[[ Source information open ]]

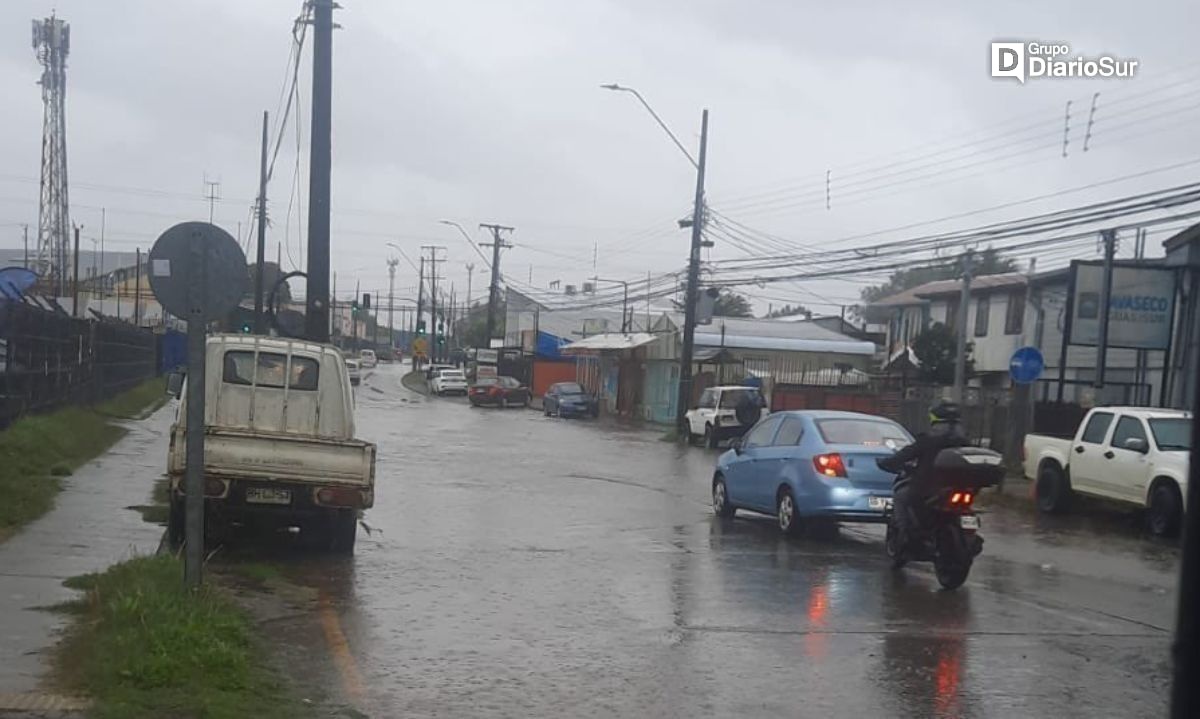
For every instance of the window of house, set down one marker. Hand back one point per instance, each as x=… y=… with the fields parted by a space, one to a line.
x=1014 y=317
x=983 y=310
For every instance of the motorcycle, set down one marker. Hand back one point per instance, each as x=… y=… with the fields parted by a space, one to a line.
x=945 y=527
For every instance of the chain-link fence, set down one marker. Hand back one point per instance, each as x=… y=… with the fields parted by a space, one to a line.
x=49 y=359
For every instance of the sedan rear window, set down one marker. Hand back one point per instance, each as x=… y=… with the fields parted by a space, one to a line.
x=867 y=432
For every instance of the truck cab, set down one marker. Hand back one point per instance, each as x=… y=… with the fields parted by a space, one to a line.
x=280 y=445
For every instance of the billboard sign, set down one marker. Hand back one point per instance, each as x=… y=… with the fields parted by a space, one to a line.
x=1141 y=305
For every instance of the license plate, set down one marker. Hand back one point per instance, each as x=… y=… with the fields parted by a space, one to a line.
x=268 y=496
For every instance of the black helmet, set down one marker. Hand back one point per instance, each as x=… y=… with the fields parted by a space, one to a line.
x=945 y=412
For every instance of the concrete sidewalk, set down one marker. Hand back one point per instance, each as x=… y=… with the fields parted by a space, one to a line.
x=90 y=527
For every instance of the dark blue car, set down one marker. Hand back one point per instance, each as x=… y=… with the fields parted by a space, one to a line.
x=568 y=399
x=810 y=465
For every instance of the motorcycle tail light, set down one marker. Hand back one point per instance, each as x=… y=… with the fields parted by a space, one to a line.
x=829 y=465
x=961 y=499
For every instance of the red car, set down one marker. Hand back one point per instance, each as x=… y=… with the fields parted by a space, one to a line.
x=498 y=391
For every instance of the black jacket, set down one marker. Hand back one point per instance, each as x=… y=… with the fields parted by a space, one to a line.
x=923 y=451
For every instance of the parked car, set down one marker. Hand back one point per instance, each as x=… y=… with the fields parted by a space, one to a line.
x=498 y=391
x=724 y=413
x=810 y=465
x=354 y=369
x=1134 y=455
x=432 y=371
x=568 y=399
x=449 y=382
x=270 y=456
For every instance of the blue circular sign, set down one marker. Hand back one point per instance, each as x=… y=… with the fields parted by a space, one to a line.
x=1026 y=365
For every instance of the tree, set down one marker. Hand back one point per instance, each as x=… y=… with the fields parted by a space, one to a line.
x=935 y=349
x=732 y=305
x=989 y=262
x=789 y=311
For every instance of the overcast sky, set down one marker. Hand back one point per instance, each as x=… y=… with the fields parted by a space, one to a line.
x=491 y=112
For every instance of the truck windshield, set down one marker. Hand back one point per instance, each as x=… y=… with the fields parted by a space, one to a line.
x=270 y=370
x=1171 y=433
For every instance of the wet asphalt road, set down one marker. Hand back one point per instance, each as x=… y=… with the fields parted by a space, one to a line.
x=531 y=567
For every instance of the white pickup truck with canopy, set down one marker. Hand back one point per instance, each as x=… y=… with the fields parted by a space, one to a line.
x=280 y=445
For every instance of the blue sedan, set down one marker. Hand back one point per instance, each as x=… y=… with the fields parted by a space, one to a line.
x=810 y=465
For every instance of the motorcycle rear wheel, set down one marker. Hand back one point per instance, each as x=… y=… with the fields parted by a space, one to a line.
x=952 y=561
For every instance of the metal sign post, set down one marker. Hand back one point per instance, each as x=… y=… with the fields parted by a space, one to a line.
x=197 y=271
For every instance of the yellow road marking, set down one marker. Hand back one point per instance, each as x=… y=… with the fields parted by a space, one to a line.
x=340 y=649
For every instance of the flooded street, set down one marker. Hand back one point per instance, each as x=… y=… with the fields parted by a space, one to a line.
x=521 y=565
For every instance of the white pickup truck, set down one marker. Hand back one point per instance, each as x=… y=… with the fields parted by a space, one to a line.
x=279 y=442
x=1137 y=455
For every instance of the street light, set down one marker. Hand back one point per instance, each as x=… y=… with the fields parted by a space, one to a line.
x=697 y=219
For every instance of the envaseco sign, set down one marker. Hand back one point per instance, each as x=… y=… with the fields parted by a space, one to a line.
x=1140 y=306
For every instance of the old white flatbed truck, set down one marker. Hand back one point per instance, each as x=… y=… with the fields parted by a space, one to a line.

[[ Source information closed ]]

* [Try it] For each record, return its text exactly and leave any picture out.

* [Output]
For every instance of the window of house, set down one marker. Hand back one point per instance, each as x=… y=… with the fields parted by a space, one to a line.
x=1014 y=317
x=983 y=310
For every instance of the motorcycle, set down one marker. Hand back one point per instance, each as x=… y=… with the fields parted by a space, one to a line.
x=945 y=527
For every instance of the chain-link fence, set down one marker. Hand back one point per instance, each as x=… y=… with the fields parted by a space, one to a line.
x=49 y=359
For every instance of the sedan rear window, set down one marker. Hand back one point per instance, each as x=… y=… with the fields parted by a space, one to a line.
x=867 y=432
For every instance of the truck cab, set down one marker. Hand back one point per instance, each as x=… y=… with the fields parted by a space, one to a line.
x=280 y=445
For every instance of the billboard sign, set down one marker. Hand back one point per instance, each as x=… y=… with the fields parted by a space, one to a line.
x=1141 y=305
For every instance of the license plate, set down one marker. Hand back one point per instance, each as x=… y=… with the fields parted by a space, one to a line.
x=268 y=496
For every instance of the black helmet, set down one marker. Hand back one point per instance, each as x=… y=… with the fields parted by a space, one to a line.
x=945 y=412
For every instance of the concrete sidewalk, set down one marker. Hand back one point per instance, each as x=… y=… with the fields parted by a space, one to a line.
x=90 y=527
For every instance of the dark blue car, set down one marker. Hand back one point per instance, each as x=… y=… with the fields parted by a space, one to a line.
x=568 y=399
x=810 y=465
For every instance of the motorcycle tail light, set down one marker. Hand back one point per instance, each as x=… y=… with the fields parted by a space, one to a line.
x=829 y=465
x=961 y=499
For every instance of the red car, set down one marker. Hand back one point per instance, each as x=… y=… with the fields parted by a space, one to a line.
x=498 y=391
For every instance of the black jacket, set down one marker. Hand back one point per instance, each as x=… y=… with the fields parted by a space, one to a line.
x=923 y=451
For every instance of the parked car, set down one marker. Hand back one point per instance, each as x=… y=… with the fields parted by a space, one to a line.
x=498 y=391
x=724 y=413
x=810 y=465
x=354 y=369
x=1134 y=455
x=432 y=371
x=568 y=399
x=449 y=382
x=270 y=456
For every instance of the blue circular sign, set down one marker. Hand back one point per instance, each as x=… y=… with the fields parted by a space, one to a line.
x=1026 y=365
For every instance of the tree, set down one marker. Hand back one point per instance, each as x=… y=… with the fields parted by a space, one to a line.
x=935 y=349
x=732 y=305
x=989 y=262
x=789 y=311
For every instance of the overcast sky, set down one marker. Hand back one point per instance, each as x=… y=… with the fields parted by a space, one to a line.
x=491 y=112
For every instance of the truck windshield, set down one marker. Hand back one point per instance, each as x=… y=… with the fields parted by a space, one to a line.
x=270 y=370
x=1171 y=433
For every instance of the wet asphalt road, set down one marker. Hand back one point per instance, each as x=… y=… with the fields parted by a space, one to a line.
x=531 y=567
For every instance of the white pickup truck with canopy, set down one marker. Hand back one point per instance, each as x=… y=… with the fields parted by a space, one to a line.
x=280 y=445
For every instance of the blue sedan, set down one marker. Hand back one point per instance, each as x=… y=… with the fields parted by a space, one to a line.
x=810 y=465
For every instance of the motorcycle rear wheel, set down one marker. Hand back one point per instance, each as x=… y=… with the fields parted by a space, one to a line.
x=952 y=561
For every instance of the metal sign post, set down one marker. Hand back one point per instance, each as x=… y=… with the fields parted by a space, one to a line.
x=197 y=271
For every instance of the yellow road marking, set down one marker. Hand back one point per instance, each as x=… y=… with the fields parted by a space, one to a line.
x=340 y=649
For every instance of the flooded street, set down one marker. Hand back one point per instance, each as x=… y=… with the fields parted by a space, one to a line.
x=521 y=565
For every instance of the white pickup truck, set down one marker. Hand back one point per instance, each as x=… y=… with the fields parted by a space, one to a line.
x=279 y=442
x=1137 y=455
For every instance of the street light, set down one marker. Hand back one point per instance, each as x=… y=… with the fields parted by a space, one to a line.
x=697 y=219
For every instance of the envaseco sign, set down one marker. Hand back one point per instance, each as x=… y=… with the fields parted by a space, one to a line.
x=1140 y=306
For every instance of the old white flatbed truck, set down one marker. Hand back one point per instance, each as x=… y=… with the fields parted by a space, one to a line.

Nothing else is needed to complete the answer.